TASK =
Only a number is expected here: the count of lines in the data that contain "road".

___ INPUT MATERIAL

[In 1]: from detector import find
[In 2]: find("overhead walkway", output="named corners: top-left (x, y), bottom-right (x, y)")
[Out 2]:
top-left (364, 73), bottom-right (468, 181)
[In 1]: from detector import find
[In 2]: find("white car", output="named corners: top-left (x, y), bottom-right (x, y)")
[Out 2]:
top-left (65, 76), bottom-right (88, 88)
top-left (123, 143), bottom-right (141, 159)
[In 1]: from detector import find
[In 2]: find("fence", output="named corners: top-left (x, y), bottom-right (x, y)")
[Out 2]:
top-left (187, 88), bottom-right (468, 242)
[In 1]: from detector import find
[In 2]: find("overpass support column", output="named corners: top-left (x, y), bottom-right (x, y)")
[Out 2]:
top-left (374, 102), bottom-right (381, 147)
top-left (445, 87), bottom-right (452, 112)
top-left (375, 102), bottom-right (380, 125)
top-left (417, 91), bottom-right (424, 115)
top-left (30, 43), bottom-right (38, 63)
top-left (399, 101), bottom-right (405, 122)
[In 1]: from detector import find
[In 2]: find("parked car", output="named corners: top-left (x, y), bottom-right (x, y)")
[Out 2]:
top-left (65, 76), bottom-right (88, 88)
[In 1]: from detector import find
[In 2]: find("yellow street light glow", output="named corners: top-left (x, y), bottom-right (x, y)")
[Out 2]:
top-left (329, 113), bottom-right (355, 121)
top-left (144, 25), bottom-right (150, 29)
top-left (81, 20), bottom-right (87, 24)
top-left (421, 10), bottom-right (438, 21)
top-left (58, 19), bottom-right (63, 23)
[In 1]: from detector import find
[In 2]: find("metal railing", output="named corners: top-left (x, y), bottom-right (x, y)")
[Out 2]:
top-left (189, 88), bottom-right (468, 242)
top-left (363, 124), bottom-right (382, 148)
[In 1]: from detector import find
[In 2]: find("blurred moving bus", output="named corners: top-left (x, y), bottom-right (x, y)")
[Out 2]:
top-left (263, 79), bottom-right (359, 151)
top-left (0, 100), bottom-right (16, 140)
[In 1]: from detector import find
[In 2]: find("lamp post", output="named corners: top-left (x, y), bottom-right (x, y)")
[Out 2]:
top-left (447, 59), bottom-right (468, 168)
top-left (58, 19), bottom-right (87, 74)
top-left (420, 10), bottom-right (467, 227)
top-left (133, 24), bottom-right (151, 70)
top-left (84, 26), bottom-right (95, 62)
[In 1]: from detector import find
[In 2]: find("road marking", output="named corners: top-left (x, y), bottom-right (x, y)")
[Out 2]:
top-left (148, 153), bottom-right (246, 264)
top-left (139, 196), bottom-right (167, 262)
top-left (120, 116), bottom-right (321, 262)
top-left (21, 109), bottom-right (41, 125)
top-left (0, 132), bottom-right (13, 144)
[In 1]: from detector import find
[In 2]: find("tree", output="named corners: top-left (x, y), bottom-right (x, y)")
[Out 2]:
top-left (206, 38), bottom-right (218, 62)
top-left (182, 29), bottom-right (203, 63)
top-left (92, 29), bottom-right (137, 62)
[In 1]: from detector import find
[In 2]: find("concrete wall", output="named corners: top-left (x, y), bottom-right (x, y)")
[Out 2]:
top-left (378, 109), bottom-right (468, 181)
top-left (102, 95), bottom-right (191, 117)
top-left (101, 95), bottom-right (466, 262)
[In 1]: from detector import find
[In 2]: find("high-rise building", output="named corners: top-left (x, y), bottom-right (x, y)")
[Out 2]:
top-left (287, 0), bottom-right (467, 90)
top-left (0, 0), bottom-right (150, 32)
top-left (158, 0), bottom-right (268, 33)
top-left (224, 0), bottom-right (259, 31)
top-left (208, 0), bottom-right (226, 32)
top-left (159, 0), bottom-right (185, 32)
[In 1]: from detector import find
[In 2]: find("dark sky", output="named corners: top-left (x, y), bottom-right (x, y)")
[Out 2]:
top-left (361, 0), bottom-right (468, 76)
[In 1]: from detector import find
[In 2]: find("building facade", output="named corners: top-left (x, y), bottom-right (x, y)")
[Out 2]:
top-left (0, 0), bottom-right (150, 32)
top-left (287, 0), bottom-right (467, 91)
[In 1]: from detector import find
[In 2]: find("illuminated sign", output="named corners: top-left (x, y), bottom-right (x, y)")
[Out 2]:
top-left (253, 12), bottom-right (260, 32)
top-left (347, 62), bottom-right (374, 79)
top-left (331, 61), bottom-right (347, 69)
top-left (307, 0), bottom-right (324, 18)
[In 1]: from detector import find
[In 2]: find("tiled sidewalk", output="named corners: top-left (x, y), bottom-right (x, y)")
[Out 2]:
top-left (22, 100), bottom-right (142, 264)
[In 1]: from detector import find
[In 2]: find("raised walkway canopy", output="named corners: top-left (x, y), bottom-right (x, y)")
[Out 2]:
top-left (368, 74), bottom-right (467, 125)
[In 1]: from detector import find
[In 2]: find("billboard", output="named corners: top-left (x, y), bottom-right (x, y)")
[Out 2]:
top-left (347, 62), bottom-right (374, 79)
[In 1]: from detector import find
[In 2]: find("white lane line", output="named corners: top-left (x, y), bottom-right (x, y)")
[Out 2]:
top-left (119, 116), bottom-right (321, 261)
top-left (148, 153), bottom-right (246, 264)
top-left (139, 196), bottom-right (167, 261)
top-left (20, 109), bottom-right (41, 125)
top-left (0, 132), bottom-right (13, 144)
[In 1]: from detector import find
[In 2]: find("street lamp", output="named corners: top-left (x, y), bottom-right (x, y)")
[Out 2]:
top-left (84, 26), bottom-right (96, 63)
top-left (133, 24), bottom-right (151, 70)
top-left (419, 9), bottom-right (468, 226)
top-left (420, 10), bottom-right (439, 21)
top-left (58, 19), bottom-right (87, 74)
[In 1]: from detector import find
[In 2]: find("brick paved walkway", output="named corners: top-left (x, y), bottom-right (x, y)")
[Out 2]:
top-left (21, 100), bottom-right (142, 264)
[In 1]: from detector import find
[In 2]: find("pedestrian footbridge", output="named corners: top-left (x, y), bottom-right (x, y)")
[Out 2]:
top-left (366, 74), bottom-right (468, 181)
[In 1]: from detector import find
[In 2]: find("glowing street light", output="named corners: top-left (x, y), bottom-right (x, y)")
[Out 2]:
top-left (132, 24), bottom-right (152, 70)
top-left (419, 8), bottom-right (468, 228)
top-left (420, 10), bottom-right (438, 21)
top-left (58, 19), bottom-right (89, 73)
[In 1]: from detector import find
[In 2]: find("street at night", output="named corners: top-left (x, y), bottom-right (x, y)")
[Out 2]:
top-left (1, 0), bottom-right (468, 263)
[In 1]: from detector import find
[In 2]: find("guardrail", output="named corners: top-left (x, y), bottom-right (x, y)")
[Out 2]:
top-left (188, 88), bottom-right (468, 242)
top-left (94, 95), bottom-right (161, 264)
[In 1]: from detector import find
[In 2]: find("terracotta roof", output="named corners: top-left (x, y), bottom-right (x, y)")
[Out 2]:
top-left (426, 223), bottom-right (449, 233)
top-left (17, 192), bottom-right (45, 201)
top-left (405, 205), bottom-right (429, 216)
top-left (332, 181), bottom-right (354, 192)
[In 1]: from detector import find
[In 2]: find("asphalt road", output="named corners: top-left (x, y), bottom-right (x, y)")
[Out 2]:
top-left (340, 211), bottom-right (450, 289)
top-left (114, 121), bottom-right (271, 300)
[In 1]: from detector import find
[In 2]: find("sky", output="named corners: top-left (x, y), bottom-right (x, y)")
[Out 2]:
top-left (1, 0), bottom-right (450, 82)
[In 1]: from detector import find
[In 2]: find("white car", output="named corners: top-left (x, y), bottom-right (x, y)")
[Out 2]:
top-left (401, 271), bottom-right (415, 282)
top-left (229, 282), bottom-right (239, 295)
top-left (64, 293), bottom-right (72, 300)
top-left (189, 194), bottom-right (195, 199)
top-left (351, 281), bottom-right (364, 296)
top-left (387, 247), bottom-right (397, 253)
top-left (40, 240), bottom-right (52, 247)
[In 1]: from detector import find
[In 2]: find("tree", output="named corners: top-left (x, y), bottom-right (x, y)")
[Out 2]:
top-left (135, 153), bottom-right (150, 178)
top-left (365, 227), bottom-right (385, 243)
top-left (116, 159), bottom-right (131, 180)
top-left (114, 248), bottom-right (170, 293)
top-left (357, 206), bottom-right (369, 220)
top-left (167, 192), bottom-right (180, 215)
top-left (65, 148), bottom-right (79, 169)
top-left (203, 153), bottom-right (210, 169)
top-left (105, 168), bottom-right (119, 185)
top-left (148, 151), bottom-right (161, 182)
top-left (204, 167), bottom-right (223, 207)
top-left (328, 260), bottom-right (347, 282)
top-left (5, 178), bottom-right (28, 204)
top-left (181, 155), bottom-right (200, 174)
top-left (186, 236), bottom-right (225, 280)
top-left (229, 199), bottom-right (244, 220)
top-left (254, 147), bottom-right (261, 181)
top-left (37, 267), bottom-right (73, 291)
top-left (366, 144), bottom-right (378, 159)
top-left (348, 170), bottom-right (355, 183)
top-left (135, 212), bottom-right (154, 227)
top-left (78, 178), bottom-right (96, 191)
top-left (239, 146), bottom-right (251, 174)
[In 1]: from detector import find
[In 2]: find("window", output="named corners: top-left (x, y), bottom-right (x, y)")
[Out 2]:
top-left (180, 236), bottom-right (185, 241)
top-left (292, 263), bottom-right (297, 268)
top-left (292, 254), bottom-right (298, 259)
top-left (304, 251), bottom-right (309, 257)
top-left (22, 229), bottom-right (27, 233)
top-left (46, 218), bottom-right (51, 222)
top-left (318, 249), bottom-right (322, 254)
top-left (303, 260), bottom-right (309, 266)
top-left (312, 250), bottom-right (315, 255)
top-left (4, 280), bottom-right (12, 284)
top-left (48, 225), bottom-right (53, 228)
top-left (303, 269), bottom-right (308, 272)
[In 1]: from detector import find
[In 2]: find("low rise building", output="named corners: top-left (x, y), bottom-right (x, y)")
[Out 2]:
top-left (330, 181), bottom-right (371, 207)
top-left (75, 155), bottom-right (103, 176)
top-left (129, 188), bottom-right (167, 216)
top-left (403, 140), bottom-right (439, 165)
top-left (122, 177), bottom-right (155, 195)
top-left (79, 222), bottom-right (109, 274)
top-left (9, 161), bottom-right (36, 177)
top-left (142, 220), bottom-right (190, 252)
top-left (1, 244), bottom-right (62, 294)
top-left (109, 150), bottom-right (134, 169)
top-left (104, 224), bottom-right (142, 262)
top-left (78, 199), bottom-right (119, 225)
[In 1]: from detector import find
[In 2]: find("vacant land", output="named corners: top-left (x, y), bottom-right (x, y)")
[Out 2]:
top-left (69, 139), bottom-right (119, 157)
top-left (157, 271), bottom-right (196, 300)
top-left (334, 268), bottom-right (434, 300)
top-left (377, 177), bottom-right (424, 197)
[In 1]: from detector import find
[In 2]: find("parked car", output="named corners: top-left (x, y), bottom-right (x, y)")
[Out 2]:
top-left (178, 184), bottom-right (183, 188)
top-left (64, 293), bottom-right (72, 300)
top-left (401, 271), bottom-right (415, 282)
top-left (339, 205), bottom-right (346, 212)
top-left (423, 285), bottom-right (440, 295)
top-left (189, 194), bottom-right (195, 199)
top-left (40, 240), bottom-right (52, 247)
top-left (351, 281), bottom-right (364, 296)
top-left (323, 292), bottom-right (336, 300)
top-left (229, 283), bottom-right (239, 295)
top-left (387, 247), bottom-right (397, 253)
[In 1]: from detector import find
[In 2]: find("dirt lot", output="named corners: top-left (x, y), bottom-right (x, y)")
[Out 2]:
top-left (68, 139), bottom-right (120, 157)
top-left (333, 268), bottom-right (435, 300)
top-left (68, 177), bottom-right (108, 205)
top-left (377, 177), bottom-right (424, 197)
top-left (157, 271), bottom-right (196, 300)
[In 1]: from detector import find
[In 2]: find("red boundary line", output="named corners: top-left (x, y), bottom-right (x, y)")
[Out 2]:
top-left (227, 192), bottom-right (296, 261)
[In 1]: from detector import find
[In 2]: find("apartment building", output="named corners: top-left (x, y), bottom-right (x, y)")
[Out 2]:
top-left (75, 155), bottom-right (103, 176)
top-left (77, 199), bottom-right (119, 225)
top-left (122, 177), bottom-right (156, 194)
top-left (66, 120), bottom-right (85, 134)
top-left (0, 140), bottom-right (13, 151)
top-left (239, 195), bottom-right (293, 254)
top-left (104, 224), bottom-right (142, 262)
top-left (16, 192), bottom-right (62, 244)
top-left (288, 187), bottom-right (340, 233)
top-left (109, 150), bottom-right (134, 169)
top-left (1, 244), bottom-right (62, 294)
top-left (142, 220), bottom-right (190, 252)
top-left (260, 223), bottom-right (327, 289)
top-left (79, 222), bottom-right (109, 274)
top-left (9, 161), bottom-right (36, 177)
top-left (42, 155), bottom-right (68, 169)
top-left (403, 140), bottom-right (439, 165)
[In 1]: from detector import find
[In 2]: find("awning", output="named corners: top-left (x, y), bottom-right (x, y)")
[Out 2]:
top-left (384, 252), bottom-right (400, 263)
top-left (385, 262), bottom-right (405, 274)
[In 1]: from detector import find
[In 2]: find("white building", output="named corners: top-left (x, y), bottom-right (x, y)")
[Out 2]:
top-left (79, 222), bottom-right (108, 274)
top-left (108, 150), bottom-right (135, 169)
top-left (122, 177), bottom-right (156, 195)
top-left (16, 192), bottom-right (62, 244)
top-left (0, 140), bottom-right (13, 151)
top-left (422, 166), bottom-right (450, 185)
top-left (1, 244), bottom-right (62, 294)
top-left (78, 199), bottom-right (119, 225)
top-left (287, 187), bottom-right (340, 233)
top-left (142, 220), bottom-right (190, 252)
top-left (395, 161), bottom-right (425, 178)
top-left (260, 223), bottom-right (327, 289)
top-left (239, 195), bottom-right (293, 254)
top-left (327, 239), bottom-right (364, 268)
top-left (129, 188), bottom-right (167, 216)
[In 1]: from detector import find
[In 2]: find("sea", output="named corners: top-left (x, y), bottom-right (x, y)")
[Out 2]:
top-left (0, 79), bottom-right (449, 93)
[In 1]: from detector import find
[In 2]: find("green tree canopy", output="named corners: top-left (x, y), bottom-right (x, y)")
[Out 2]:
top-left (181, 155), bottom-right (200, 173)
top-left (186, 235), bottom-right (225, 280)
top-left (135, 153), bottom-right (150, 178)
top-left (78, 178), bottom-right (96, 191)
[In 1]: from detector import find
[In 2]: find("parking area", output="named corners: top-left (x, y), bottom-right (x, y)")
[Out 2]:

______

RESULT FOR THIS EXERCISE =
2